▶ Objective:
Could you lay out the stretch of the records from the line containing "Target: bare soil ground" through the end of the records as a numbered list, one line per entry, with blank lines omitted?

▶ Data supplied:
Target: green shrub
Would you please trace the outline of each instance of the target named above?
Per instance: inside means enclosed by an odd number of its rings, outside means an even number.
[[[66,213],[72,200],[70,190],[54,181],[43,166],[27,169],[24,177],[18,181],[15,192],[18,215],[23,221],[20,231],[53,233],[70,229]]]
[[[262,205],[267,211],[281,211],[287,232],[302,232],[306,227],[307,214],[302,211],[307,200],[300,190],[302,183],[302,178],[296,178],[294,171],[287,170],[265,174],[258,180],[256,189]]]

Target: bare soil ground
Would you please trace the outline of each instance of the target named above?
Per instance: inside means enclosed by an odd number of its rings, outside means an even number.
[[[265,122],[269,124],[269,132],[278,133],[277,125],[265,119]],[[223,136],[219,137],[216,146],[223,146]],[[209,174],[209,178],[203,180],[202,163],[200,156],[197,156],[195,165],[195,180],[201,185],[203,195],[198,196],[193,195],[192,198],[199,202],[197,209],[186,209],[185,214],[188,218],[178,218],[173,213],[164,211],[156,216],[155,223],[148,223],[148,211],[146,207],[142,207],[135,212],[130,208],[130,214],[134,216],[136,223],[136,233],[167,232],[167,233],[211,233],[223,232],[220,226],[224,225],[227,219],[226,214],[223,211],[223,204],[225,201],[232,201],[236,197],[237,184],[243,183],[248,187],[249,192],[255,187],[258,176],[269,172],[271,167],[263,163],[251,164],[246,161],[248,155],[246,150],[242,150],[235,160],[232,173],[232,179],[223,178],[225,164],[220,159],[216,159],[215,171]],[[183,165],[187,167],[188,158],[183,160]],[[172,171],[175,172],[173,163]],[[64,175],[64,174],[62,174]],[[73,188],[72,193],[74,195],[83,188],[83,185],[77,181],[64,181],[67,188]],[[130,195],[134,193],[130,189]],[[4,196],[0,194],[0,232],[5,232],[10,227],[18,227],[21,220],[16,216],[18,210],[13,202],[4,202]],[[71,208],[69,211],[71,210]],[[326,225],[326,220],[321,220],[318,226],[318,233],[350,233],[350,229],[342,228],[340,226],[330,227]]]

▶ Final answer:
1. Target: bare soil ground
2. Would you please trace the outline of each instance of the target named above?
3. Per instance: inside means enclosed by an odd number of its rings, outside means an even number.
4. [[[265,122],[269,124],[269,132],[278,133],[277,125],[265,119]],[[223,136],[219,137],[216,146],[223,146]],[[209,174],[209,178],[203,180],[202,163],[200,156],[197,156],[195,165],[195,180],[201,185],[203,195],[198,196],[193,195],[192,198],[199,202],[197,209],[186,209],[185,214],[188,218],[178,218],[173,213],[164,211],[156,216],[155,223],[148,223],[148,211],[146,207],[142,207],[135,212],[130,208],[130,214],[134,216],[136,223],[136,233],[167,232],[167,233],[211,233],[223,232],[220,226],[224,225],[227,219],[226,214],[223,211],[223,204],[225,201],[232,201],[236,197],[237,184],[243,183],[248,187],[249,192],[255,187],[258,176],[269,172],[271,167],[263,163],[251,164],[246,161],[248,155],[246,150],[242,150],[235,160],[232,173],[232,179],[223,178],[225,164],[220,159],[216,159],[215,171]],[[183,165],[187,167],[188,158],[183,160]],[[172,171],[175,172],[173,163]],[[64,175],[64,174],[62,174]],[[73,188],[72,193],[74,195],[83,188],[83,185],[77,181],[64,181],[67,188]],[[130,195],[134,193],[130,189]],[[4,196],[0,194],[0,232],[5,232],[10,227],[18,227],[21,220],[16,216],[18,210],[13,202],[4,202]],[[71,208],[69,211],[71,210]],[[326,225],[326,220],[321,220],[318,226],[318,233],[350,233],[350,229],[342,228],[340,226],[330,227]]]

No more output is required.